- [EXCERPTED PASSAGE]
+===+

# PyPSA Statistics Module Training

A guided ~40-min session exploring `n.statistics` — PyPSA's high-level API for
querying costs, capacities, energy flows, and market metrics from optimized networks.

We use `pypsa.examples.carbon_management()`, a sector-coupled European energy system
from a [Nature Energy paper](https://www.nature.com/articles/s41560-025-01752-6) on
H₂/CO₂ network strategies (2164 buses, 89 carriers, 20 days at 3h resolution).

# Motivation

Imagine a collegue sends you a pypsa network, that you should inspect.... things that you might want to do in the start is **understanding** the network.

In [None]:
import pypsa
import pandas as pd

n = pypsa.examples.carbon_management()

In [None]:
n

In [None]:
n.buses.carrier.value_counts()

**Potential Chain of Thought:**

---

*How should I inspect this? there is so much going on...*


*Okay, let's start with `n.generators.p_nom.grouby(n.generators.carrier)` and then do that for links*

*and then stores - ahh(!) stores have a different attribute `n.stores.e_nom`*

*Ah wait it is `p_nom_opt` / `e_nom_opt` anyway that I should look into......*

---

Then you realize, you've been there multiple times and you remember that this can be cumbersome, often error-prone and verbose.

+===+

- [DATA BLOCK]
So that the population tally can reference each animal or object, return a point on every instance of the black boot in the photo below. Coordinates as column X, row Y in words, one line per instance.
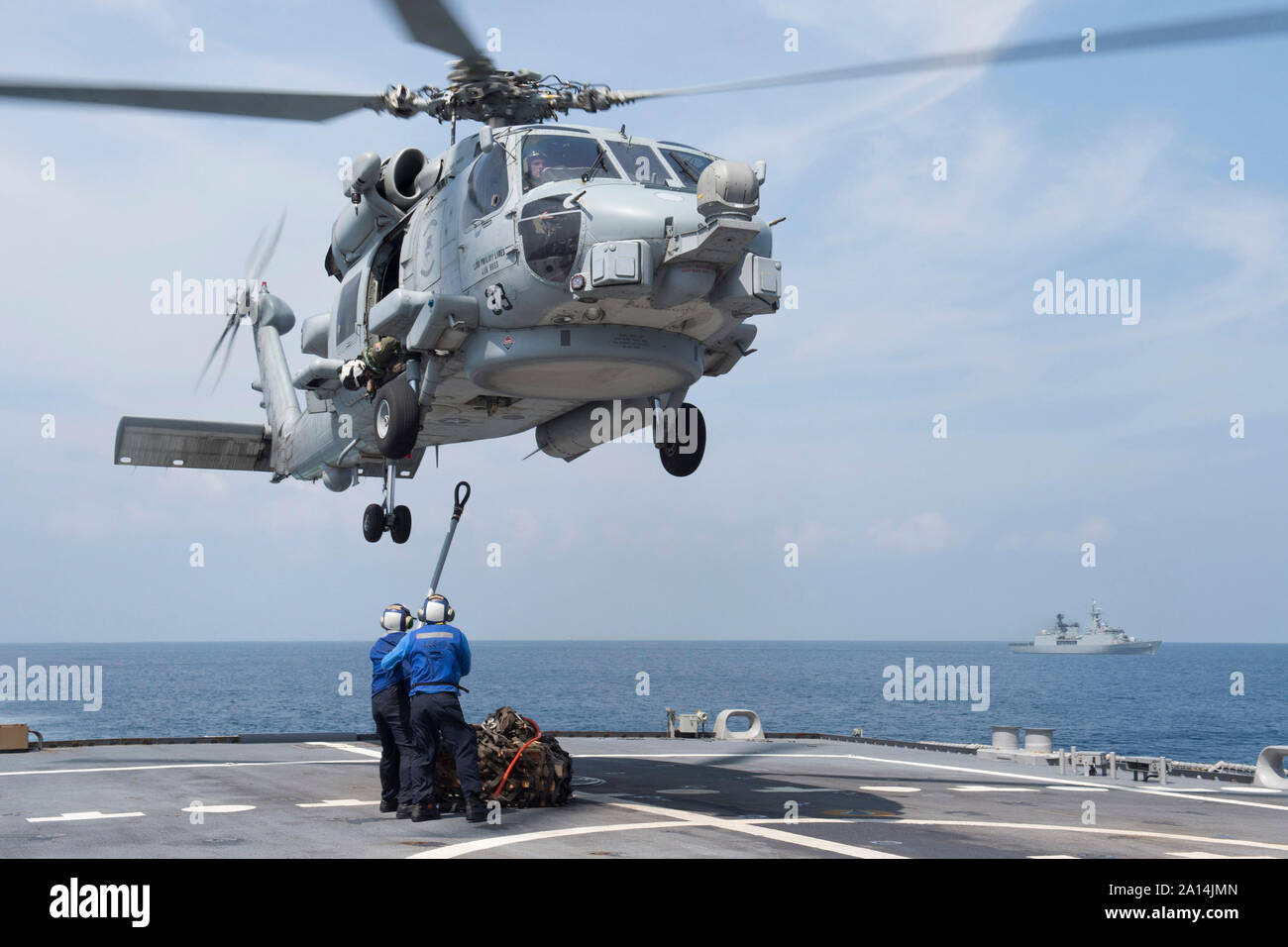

+===+

- [STATED EXERCISE]
Copy everything in the PyPSA statistics training page from "# Motivation" down to "n = pypsa.examples.carbon_management()", keeping every word and mark the same. The listing has no role in this work.

- [RESULT OF THE EXERCISE]
# Motivation

Imagine a collegue sends you a pypsa network, that you should inspect.... things that you might want to do in the start is **understanding** the network.

In [None]:
import pypsa
import pandas as pd

n = pypsa.examples.carbon_management()